■ DATA PROVIDED ■
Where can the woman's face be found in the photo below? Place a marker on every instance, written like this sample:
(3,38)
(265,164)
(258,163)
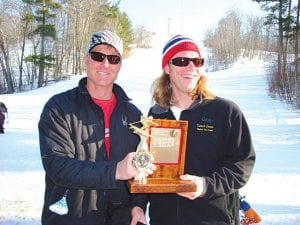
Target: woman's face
(183,78)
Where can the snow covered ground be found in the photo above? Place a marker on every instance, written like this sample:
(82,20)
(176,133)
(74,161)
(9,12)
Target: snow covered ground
(272,189)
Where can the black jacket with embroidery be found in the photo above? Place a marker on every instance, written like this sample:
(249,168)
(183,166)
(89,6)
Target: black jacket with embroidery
(219,148)
(71,133)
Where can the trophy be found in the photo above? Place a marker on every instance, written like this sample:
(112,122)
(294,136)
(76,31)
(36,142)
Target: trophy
(142,159)
(163,143)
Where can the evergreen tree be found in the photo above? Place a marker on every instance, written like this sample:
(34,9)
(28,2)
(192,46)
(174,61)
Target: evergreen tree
(43,15)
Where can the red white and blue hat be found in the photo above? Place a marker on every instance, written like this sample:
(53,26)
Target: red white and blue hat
(106,37)
(177,44)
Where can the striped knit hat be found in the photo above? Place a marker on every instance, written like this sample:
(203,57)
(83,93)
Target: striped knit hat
(177,44)
(106,37)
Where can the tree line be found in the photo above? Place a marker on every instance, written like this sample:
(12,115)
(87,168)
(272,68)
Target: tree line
(55,33)
(44,40)
(273,36)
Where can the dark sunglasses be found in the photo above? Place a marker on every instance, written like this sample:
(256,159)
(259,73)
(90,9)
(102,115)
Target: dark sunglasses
(184,61)
(99,57)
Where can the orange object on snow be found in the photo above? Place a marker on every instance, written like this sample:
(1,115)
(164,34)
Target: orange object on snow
(250,215)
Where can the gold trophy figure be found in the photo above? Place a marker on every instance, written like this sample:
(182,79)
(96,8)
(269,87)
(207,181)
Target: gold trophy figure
(142,159)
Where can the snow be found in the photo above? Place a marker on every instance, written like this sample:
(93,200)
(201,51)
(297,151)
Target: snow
(275,126)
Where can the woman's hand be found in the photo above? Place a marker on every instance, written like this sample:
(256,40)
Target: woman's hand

■ EXERCISE DIRECTIONS ■
Write out each entry exactly as given, omitting any picture.

■ ANSWER FOR THE TASK ■
Where can the woman's face be found in the photo below? Place a marker on every instance, written like this sample:
(3,38)
(265,164)
(258,163)
Target: woman's face
(183,78)
Where can the snow covered ground be found in the photo above? Place a marker on every instance, written like this sample:
(82,20)
(176,133)
(74,161)
(9,12)
Target: snow covered ground
(272,189)
Where can the black jacket with embroidery be found in the photo above? Place a marker on every instance, written like this sample:
(249,168)
(183,166)
(89,6)
Target: black jacket with embroidery
(219,148)
(71,133)
Where can the trophy be found in the photo above? Place a marker on every instance, written like this sample:
(112,122)
(294,136)
(76,31)
(36,142)
Target: trophy
(142,159)
(163,143)
Where can the evergreen tree be found in the photo above? Place a marker on every instance, written like this sample:
(34,9)
(28,2)
(192,46)
(174,61)
Target: evergreen tree
(43,15)
Where can the red white and blue hat be found in the photo above? Place a marker on every instance, written like this sample:
(53,26)
Target: red white and blue hat
(106,37)
(177,44)
Where can the striped knit hat be found in the photo above? Place a marker on every instance, written like this sample:
(203,57)
(83,93)
Target: striped knit hat
(177,44)
(106,37)
Where can the tree line be found in the photo above? Place a marker on every instance, written like this sample:
(12,115)
(87,168)
(272,68)
Target: tree line
(55,33)
(44,40)
(273,36)
Where can the dark sunglasses be found in the photo above? Place a marker on every instance, written like this sample:
(256,159)
(259,73)
(90,9)
(102,115)
Target: dark sunglasses
(184,61)
(99,57)
Where can the orange object on snow be found in the photo above? Place a marker on every instance, written like this sample:
(1,115)
(164,34)
Target: orange object on snow
(250,215)
Where can the gold trophy figure be found in the photo above? Place a marker on every instance, written like this sample:
(182,79)
(96,8)
(269,87)
(207,181)
Target: gold trophy figure
(142,159)
Where can the snow be found in the photo above? Place a marker on every instance, written like this sample:
(93,200)
(201,51)
(297,151)
Target: snow
(275,126)
Where can the woman's hand be found in the photo above? Place a marker on every instance, written like this sample:
(256,40)
Target: woman's hand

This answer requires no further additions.